→ Extract to read
● ● ● ● ● ● ●

You are viewing a plain text version of this content. The canonical link for it is here.

Posted to user@spark.apache.org by ticup <ti...@gmail.com> on 2014/04/19 13:04:59 UTC

extremely slow k-means version

Hi,

I was playing around with other k-means implementations in Scala/Spark in
order to test performances and get a better grasp on Spark.

Now, I made one similar to the one from the examples
(https://github.com/apache/spark/blob/master/examples/src/main/scala/org/apache/spark/examples/SparkKMeans.scala),
except that it's a bit less clever. Nevertheless, I expect a non-expert
scala/spark programmer to write similar code instead of that from the
example.

Here is how they compare: in the step of calculating the new centroids (this
is done by taking the average of all points belonging to the current
centroids - the main workhorse of the algo), where the *example algorithm*
adds the points of the same cluster and keeps track of the number of points
in each cluster in 1 step (by using reduceByKey and keeping a counter in the
reduce value):

val closest = data.map (p => (closestPoint(p, kPoints), (p, 1)))

● ● ● ● ● ● ●

→ Information shown
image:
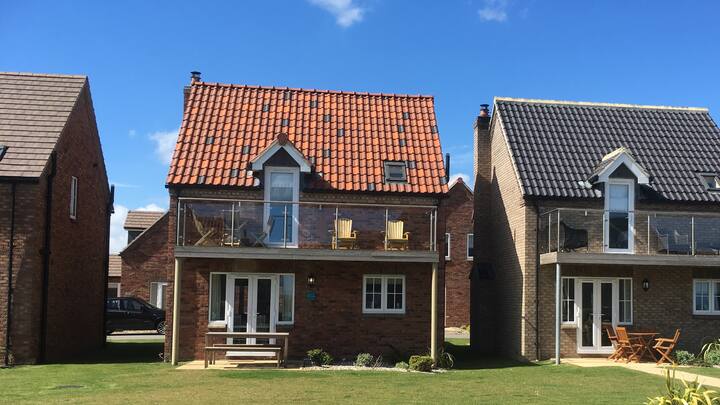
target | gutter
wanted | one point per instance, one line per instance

● ● ● ● ● ● ●

→ Parts of the exercise
1. Using the Spark k-means post, answer each question in a few words.
(a) For what two reasons was the writer trying other k-means implementations?
(b) How are the new centroids calculated?
(c) Which Spark operation does the example algorithm use to add the points of each cluster?
2. Go on with the Spark k-means post from the point where it stops.
The data above plays no part here.

→ Exercise answers
1.
(a) To test performances and get a better grasp on Spark.
(b) By taking the average of all points belonging to the current centroids.
(c) reduceByKey.

2.
val pointStats = closest.reduceByKey{case ((x1, y1), (x2, y2)) => (x1 + x2,
y1 + y2)}

and then proceeds by dividing the sum of all points of a cluster by the
counted number of points in the cluster:

val newPoints = pointStats.map {pair => (pair._1, pair._2._1 /
pair._2._2)}.collectAsMap()

Afterwards the change of the new centroids is calculated in order to know
when to stop iterating:

tempDist = 0.0

for (i <- 0 until K) {
     tempDist += kPoints(i).squaredDist(newPoints(i))
}



*my algorithm *
(https://github.com/ticup/k-means-spark/blob/master/src/main/scala/k-means.scala)
is less clever, but more straightforward: it just groups all the points of
each cluster and then proceeds to calculate the average on those points and
adds the difference with the previous centroid to an accumulator:

 // accumulator for differences new centroids
 dist = sc.accumulator(0.0)

// calculate new centroids + add difference to old centroids
centroids = closest.groupByKey().map{case(i, points) =>
    val newCentroid = average(points)
    dist += centroids(i).squaredDist(newCentroid)
    newCentroid
}.collect()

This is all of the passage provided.